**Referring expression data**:
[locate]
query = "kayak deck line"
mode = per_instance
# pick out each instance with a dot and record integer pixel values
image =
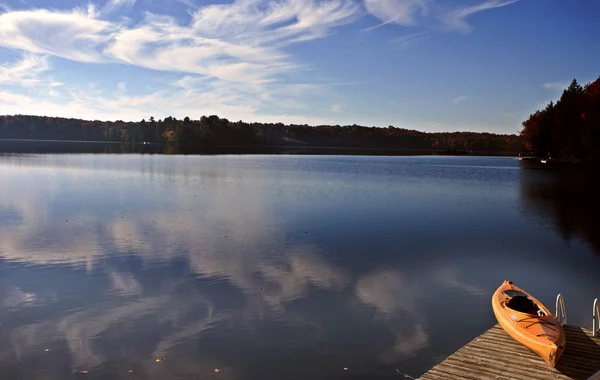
(496, 355)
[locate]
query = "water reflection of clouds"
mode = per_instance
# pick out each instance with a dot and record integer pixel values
(97, 240)
(232, 241)
(397, 298)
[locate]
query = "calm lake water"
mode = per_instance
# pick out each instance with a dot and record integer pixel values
(276, 267)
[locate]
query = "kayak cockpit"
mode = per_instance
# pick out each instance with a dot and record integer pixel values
(520, 302)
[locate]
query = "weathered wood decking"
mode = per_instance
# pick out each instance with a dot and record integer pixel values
(495, 355)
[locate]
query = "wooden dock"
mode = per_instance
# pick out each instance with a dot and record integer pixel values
(495, 355)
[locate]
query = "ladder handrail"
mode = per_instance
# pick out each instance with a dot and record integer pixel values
(596, 316)
(561, 310)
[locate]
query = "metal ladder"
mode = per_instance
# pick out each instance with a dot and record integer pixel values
(596, 316)
(561, 310)
(561, 314)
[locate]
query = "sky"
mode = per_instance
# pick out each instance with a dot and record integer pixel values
(430, 65)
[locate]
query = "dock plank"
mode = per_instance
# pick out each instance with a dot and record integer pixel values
(496, 355)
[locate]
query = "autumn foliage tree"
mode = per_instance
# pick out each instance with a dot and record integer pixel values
(568, 130)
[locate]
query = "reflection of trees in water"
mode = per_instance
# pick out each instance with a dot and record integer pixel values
(568, 199)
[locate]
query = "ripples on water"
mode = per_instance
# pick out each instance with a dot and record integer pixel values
(274, 267)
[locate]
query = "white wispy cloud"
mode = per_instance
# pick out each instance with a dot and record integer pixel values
(76, 35)
(409, 40)
(456, 19)
(555, 85)
(459, 99)
(412, 12)
(401, 12)
(114, 5)
(25, 71)
(237, 48)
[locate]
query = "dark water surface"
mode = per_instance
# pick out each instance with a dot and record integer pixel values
(275, 267)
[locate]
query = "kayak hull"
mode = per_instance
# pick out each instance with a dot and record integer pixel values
(529, 321)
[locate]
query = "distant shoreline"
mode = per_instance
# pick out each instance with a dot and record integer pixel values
(117, 147)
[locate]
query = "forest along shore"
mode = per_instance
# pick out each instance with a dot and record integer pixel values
(210, 134)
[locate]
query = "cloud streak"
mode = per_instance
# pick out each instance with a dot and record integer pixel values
(413, 12)
(456, 20)
(25, 71)
(235, 51)
(115, 5)
(459, 99)
(555, 85)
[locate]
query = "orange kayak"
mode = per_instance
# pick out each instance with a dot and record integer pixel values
(529, 322)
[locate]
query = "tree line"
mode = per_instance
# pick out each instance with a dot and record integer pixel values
(569, 129)
(212, 131)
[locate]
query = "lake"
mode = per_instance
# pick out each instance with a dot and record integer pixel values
(276, 267)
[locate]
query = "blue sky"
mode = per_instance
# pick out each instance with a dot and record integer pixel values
(432, 65)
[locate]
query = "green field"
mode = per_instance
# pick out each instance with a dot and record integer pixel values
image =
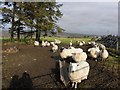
(112, 60)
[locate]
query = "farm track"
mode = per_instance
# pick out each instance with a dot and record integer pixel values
(42, 66)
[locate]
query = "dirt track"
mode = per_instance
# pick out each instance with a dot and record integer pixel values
(42, 66)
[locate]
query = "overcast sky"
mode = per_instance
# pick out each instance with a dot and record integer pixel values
(99, 18)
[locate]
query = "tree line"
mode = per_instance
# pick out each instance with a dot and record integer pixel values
(38, 16)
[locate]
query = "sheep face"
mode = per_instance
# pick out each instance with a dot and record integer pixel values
(61, 49)
(73, 67)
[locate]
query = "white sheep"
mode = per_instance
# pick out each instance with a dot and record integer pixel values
(57, 41)
(65, 53)
(80, 44)
(70, 44)
(77, 57)
(47, 44)
(101, 46)
(78, 72)
(36, 43)
(104, 54)
(54, 48)
(94, 52)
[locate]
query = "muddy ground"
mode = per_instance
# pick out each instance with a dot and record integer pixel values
(42, 66)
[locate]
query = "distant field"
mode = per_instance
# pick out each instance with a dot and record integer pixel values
(63, 39)
(66, 40)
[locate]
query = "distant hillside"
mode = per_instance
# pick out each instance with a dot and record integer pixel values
(5, 33)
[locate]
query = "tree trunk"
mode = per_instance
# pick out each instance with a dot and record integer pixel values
(13, 22)
(37, 35)
(18, 31)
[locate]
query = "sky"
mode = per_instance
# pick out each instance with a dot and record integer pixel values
(98, 18)
(89, 17)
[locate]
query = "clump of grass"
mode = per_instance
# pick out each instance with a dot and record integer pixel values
(66, 40)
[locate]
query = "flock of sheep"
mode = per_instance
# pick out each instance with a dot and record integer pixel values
(78, 70)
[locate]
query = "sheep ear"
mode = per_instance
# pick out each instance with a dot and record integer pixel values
(89, 50)
(73, 53)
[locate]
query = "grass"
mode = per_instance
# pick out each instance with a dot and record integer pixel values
(66, 40)
(112, 60)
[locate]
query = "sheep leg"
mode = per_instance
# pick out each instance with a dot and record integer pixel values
(72, 84)
(75, 84)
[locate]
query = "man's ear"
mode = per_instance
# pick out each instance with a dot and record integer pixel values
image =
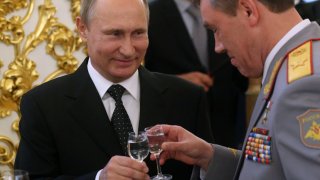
(249, 9)
(82, 28)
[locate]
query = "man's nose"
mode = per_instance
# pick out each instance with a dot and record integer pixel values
(127, 48)
(219, 48)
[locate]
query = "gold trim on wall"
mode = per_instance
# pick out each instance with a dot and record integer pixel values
(21, 73)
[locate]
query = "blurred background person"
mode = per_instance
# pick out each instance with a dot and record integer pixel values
(179, 44)
(309, 9)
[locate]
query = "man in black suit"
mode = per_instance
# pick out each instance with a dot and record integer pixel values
(171, 50)
(67, 127)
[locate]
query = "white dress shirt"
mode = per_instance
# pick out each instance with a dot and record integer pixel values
(130, 98)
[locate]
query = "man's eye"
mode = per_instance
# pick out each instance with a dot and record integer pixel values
(115, 33)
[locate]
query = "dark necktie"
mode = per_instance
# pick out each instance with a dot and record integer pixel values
(120, 119)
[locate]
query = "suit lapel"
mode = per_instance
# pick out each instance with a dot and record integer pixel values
(152, 104)
(87, 108)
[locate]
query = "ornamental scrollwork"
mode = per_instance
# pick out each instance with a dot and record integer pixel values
(21, 73)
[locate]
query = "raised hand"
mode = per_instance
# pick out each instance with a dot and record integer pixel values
(184, 146)
(122, 167)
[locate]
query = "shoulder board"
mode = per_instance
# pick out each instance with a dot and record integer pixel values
(300, 62)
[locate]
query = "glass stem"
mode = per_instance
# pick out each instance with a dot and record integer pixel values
(158, 164)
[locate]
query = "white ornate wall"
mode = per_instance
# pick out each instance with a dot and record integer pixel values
(38, 42)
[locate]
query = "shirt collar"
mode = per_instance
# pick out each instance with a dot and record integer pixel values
(102, 84)
(297, 28)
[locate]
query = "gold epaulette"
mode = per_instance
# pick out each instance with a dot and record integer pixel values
(300, 62)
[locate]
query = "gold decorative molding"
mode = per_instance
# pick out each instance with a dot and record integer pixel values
(61, 42)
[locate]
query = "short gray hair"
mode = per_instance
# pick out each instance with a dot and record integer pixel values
(86, 11)
(230, 6)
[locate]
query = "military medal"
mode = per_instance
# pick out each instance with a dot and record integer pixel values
(258, 147)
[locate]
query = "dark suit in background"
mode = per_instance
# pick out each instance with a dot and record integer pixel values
(66, 132)
(171, 51)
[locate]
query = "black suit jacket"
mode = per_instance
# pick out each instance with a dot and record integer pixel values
(171, 51)
(66, 133)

**Requirement**: Across the entries, work out how many lines hold the word "dark". Reply with that number only.

**Output for this exercise**: 3